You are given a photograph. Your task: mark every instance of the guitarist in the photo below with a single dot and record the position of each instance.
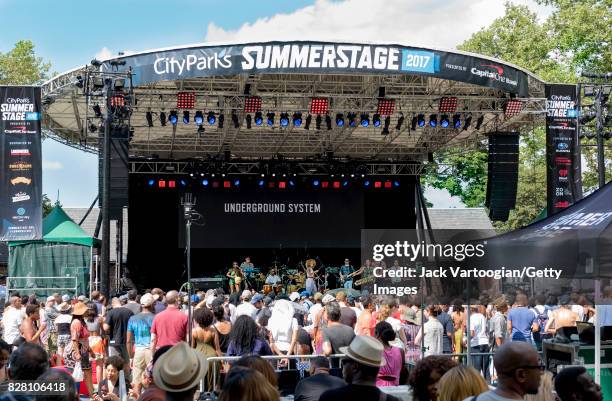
(346, 274)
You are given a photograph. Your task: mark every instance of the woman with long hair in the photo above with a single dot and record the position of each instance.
(243, 384)
(389, 374)
(245, 339)
(459, 383)
(206, 340)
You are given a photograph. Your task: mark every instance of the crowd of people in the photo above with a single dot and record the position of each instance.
(138, 346)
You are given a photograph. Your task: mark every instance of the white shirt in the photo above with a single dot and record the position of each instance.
(246, 308)
(11, 320)
(478, 323)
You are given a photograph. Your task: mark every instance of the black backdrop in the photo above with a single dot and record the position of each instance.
(156, 229)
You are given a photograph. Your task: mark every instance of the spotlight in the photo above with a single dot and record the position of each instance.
(297, 119)
(479, 122)
(351, 117)
(198, 119)
(376, 120)
(284, 120)
(149, 117)
(433, 120)
(444, 121)
(308, 121)
(173, 117)
(467, 123)
(210, 117)
(270, 119)
(97, 110)
(364, 120)
(457, 121)
(421, 120)
(258, 118)
(339, 120)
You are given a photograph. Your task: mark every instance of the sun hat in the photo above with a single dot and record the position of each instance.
(181, 368)
(366, 350)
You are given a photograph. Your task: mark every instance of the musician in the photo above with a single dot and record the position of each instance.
(273, 278)
(346, 274)
(236, 275)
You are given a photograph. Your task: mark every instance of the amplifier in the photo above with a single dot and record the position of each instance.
(207, 283)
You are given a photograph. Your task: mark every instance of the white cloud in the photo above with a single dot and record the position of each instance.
(440, 24)
(52, 165)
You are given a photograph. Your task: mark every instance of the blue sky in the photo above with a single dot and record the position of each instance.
(70, 33)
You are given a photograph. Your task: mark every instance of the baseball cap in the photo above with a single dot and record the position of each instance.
(256, 298)
(147, 300)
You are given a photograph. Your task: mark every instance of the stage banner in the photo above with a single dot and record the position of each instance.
(20, 163)
(562, 148)
(319, 57)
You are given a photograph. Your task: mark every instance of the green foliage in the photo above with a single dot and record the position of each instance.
(21, 66)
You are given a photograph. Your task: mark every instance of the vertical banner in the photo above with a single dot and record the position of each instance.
(20, 163)
(562, 147)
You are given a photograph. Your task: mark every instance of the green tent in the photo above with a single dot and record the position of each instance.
(60, 262)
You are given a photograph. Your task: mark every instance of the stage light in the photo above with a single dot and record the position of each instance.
(198, 118)
(319, 105)
(433, 120)
(270, 119)
(457, 121)
(297, 119)
(364, 120)
(444, 121)
(448, 105)
(339, 120)
(173, 117)
(149, 117)
(210, 117)
(467, 123)
(284, 120)
(479, 122)
(376, 120)
(97, 110)
(308, 121)
(421, 120)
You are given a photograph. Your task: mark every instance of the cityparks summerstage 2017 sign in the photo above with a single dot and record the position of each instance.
(20, 164)
(320, 57)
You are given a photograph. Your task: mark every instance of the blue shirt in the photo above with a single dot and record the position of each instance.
(522, 319)
(140, 327)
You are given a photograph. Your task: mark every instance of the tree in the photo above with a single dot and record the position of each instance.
(21, 66)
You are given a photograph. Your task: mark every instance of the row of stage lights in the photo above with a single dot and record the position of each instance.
(350, 120)
(323, 183)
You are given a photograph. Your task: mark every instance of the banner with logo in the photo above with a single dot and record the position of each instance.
(562, 148)
(20, 163)
(319, 57)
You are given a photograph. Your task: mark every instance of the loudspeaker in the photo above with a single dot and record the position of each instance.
(502, 174)
(119, 168)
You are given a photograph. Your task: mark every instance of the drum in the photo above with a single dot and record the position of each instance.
(267, 289)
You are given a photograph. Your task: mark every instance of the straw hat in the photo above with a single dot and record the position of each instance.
(179, 369)
(79, 309)
(366, 350)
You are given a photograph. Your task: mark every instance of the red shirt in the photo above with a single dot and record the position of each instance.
(169, 326)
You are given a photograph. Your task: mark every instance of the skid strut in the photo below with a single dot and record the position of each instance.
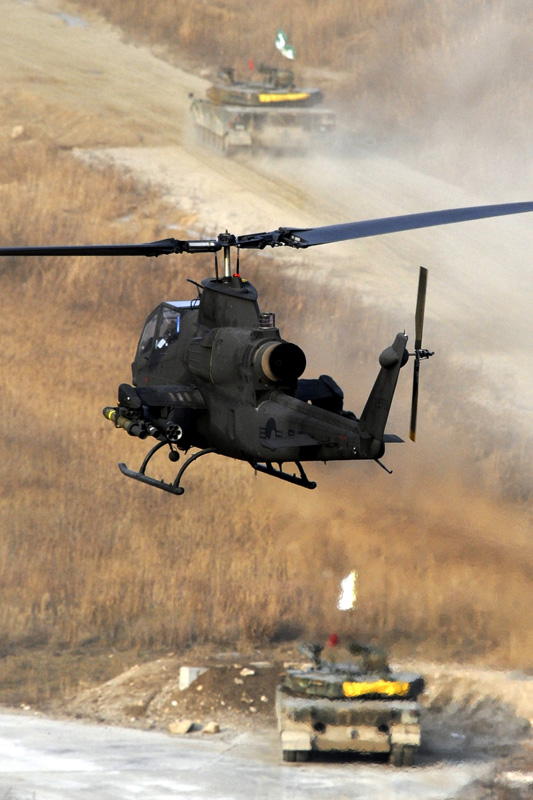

***

* What is required *
Display every line of the records above in which the word "blue" appears.

* Solution *
You are given a photograph. Your task: mark every instance of the blue sky in the photo above with a single dot and record the position of each instance.
You are given a photograph. Your task: mark every instance of the blue shirt in the photo above with a single dot and record the position of each instance.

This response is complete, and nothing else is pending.